* Условие задания 1
Перепишите только записи, начиная со строки, где есть «Ground hanging nest.», и заканчивая строкой, где есть «0 220 612 407», включая запросы. Каждую координату рамок в ответах измените на −122.

* Цитируемый текст
○ ○ ○ ○

Литературная Газета 6322 ( № 18 2011) - Литературка Литературная Газета
Шрифт:
Интервал:
Закладка:
Зимой они, кажется, только и делают, что целыми днями топят печи, таская в дом из-под навеса охапки дров, заготовленных летом. За водой ходят к колодцу по «окопам», прорытым в снежных заносах – до плеч. Газ здесь привозной, в баллонах. Участковый – один на несколько деревень. Медпомощь – если дозвонишься до райцентра.
Летом здесь и во всех окрестных деревнях многолюдно – съезжаются дачники. Для горожанина, знающего сельскую местность только по шестисоточным дачным посёлкам или – по коттеджным поселениям, отрезанным от окружающего мира трёхметровыми заборами, наша деревня (в 168 километрах от Москвы), с её сохранившимся укладом и обычаями – и в самом деле TERRA INCOGNITA, которую, судя по всему, ждёт судьба затонувшей Атлантиды. Давайте всмотримся в неё, пока она ещё здесь, с нами.
ДОМ В НАСЛЕДСТВО
Возвращаюсь с рыбалки. Тропинка, попетляв по берегу Клязьмы, вливается в посёлочную дорогу, а дорога – в деревенскую улицу. Дребезжат примотанные к велосипеду удилища. Улица здесь идёт на подъём, и я спешиваюсь как раз возле бревенчатой, залатанной кусками жести, покосившейся избы Внука Варяга (так её стали называть после визита музейщиков из Владимира). Вижу: на её ветхом крыльце кучкуются разомлевшие от выпивки мужички. Окликают, мягко окая:
– Много наловил-то?
– Да почти ничего. Полдесятка окуней.
– На ушицу хватит, – улыбается щербатым ртом хозяин избы, тот самый внук, пожилой бобыль Женя Малах, к которому приезжали из музея.

○ ○ ○ ○

* Исходные данные

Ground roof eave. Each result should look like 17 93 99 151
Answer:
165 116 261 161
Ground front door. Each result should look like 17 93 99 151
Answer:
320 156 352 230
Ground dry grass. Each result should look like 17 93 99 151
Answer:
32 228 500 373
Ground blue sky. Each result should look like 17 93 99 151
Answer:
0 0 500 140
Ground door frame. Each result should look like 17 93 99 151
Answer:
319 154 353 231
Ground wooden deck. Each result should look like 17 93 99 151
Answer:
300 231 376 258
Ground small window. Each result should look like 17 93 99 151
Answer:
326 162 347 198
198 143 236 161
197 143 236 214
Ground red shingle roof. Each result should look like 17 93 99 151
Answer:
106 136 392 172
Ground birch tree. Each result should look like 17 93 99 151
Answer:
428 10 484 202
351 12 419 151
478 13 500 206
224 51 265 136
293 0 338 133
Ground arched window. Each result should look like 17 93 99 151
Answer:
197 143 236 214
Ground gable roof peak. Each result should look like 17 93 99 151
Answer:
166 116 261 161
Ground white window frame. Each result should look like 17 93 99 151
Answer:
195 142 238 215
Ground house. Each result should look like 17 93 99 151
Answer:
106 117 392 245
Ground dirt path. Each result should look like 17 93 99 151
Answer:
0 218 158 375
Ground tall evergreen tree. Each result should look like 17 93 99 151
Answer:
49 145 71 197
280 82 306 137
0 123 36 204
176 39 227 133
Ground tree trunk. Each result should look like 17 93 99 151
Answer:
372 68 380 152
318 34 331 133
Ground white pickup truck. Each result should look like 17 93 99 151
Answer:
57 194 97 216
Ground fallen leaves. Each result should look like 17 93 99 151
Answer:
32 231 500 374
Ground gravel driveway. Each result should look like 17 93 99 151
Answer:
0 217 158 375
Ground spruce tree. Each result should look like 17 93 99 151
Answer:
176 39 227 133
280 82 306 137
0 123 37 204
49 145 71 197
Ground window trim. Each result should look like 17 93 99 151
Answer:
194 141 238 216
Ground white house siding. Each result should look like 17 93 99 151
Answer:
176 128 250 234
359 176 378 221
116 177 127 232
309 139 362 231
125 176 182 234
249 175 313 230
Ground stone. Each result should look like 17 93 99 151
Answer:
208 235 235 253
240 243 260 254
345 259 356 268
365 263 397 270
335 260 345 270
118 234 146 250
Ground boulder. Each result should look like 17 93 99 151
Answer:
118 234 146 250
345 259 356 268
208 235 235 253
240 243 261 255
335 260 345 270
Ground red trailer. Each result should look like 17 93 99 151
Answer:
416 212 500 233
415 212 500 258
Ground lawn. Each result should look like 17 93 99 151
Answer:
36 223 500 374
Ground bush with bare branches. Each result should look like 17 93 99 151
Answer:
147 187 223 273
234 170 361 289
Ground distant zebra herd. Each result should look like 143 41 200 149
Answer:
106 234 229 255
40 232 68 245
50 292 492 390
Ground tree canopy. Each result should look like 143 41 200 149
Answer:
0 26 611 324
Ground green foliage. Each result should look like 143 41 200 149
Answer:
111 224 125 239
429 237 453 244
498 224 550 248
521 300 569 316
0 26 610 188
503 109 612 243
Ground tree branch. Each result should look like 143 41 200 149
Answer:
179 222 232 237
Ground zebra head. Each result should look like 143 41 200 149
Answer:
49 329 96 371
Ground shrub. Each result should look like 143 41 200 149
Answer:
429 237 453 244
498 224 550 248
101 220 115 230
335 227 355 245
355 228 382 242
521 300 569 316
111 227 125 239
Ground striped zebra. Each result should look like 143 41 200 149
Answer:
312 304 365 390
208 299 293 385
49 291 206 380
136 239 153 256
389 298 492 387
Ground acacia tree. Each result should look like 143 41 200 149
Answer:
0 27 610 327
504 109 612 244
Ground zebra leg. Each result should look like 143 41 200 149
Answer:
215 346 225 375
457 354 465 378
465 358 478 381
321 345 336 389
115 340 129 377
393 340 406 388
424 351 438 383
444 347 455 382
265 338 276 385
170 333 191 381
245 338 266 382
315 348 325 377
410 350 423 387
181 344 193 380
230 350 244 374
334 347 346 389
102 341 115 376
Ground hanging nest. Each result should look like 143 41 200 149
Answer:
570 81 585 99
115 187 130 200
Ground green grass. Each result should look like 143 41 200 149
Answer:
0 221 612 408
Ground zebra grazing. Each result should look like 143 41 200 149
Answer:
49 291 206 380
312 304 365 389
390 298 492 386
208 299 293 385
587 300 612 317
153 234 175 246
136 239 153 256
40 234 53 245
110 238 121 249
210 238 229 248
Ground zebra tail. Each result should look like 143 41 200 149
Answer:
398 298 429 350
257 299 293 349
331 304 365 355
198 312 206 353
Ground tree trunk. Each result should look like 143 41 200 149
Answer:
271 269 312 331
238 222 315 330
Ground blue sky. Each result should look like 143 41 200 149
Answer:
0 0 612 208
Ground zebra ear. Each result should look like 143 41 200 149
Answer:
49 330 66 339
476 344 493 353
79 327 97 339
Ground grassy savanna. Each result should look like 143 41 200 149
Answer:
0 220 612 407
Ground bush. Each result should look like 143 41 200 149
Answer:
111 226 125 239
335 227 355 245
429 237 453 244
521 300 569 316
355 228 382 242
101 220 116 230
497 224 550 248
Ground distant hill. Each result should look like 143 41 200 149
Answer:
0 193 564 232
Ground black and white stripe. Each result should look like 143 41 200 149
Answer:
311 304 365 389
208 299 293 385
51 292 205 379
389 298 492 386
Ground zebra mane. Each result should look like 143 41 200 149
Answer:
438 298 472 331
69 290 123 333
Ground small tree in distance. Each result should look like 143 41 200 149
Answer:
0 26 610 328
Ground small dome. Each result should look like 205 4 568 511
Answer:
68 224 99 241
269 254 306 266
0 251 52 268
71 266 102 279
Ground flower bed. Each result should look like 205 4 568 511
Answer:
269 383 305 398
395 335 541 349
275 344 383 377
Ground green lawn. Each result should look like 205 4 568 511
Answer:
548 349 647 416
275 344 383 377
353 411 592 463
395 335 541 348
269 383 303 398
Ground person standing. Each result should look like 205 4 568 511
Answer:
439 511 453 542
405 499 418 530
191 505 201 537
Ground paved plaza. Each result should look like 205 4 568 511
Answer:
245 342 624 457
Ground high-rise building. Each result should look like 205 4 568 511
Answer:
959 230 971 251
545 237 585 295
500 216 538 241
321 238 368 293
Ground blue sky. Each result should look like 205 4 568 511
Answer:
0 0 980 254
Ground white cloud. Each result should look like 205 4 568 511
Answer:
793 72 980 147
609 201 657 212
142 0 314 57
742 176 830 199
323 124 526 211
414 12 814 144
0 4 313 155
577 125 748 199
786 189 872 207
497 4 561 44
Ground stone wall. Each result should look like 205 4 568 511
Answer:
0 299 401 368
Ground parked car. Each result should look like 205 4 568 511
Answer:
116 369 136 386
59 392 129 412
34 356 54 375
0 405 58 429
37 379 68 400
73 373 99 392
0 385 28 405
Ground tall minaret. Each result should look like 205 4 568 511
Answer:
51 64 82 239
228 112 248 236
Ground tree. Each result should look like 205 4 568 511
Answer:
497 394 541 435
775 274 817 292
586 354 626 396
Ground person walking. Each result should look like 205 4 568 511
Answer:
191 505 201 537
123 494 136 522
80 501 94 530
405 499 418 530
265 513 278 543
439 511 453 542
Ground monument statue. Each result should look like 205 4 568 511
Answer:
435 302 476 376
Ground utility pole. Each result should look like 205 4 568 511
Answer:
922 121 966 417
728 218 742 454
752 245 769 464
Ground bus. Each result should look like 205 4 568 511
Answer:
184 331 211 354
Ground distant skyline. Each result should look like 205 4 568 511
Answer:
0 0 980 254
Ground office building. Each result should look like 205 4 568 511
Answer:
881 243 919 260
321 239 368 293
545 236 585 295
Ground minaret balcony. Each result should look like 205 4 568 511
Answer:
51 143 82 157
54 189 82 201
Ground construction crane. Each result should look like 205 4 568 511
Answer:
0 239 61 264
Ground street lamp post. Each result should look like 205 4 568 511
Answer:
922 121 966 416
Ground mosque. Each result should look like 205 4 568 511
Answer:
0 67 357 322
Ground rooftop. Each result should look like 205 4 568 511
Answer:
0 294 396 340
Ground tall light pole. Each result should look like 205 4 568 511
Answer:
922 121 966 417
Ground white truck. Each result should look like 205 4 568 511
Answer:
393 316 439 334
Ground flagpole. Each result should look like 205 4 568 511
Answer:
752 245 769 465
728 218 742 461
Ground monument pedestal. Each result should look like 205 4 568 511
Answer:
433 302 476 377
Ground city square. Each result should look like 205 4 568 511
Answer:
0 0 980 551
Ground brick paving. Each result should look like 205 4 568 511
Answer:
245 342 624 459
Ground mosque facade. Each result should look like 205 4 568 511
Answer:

○ ○ ○ ○

* Условие задания 2
Продолжите очерк о деревне сразу после его последнего предложения.

* Ответ 1
Ground hanging nest. Each result should look like 143 41 200 149
Answer:
448 -41 463 -23
-7 65 8 78
Ground green grass. Each result should look like 143 41 200 149
Answer:
-122 99 490 286
Ground zebra grazing. Each result should look like 143 41 200 149
Answer:
-73 169 84 258
190 182 243 267
268 176 370 264
86 177 171 263
465 178 490 195
31 112 53 124
14 117 31 134
-82 112 -69 123
-12 116 -1 127
88 116 107 126
Ground zebra tail. Each result should look like 143 41 200 149
Answer:
276 176 307 228
135 177 171 227
209 182 243 233
76 190 84 231
Ground tree trunk. Each result should look like 143 41 200 149
Answer:
149 147 190 209
116 100 193 208
Ground blue sky. Each result should look like 143 41 200 149
Answer:
-122 -122 490 86
Ground zebra ear. Each result should look like 143 41 200 149
Answer:
-73 208 -56 217
354 222 371 231
-43 205 -25 217
Ground grassy savanna. Each result should look like 143 41 200 149
Answer:
-122 98 490 285

* Ответ 2
Его дед Григорий Корнев в начале минувшего века служил на знаменитом крейсере «Варяг» артиллеристом-наводчиком. Когда после отчаянной битвы крейсер потопили, Корневу и другим уцелевшим русским морякам японцы, уважавшие воинское мужество, не дали утонуть – выловили. Продержали в плену некоторое время и отправили домой. Корнев, вернувшись в родную деревню, все оставшиеся годы плотничал-столярничал, о морском сражении почти ничего не рассказывал, песню про «Варяга» («Врагу не сдаётся наш гордый «Варяг» /, Пощады никто не желает…») петь не любил. По рассказам стариков, был он среднего роста, но очень крепким (жилистым), владел топором и прочим инструментом виртуозно. Умер в 42-м. Музейщики же спохватились много лет спустя и, погостив у его, уже пожилого внука, увезли целую пачку разноформатных, выцветших до прозрачной желтизны фотографий. Обещали прислать копии, да, видно, забыли, о чём бобыль Женя, выпив, очень горюет.
Иду дальше, толкая велосипед. Останавливаюсь возле бетонного столба с навесной телефонной будкой, извлекаю из походной сумки фотоаппарат. Иду к придорожному колодцу – он в десяти шагах. Это не просто колодец, это чудо, сотворённое местными резчиками по дереву. Его сруб обшит кружевной дощечкой, а двускатная крыша покрыта наплывающими друг на друга, узорчатыми тесовыми пластинками. Ему много лет, резьба уже где-то осыпается, но любоваться им можно без конца.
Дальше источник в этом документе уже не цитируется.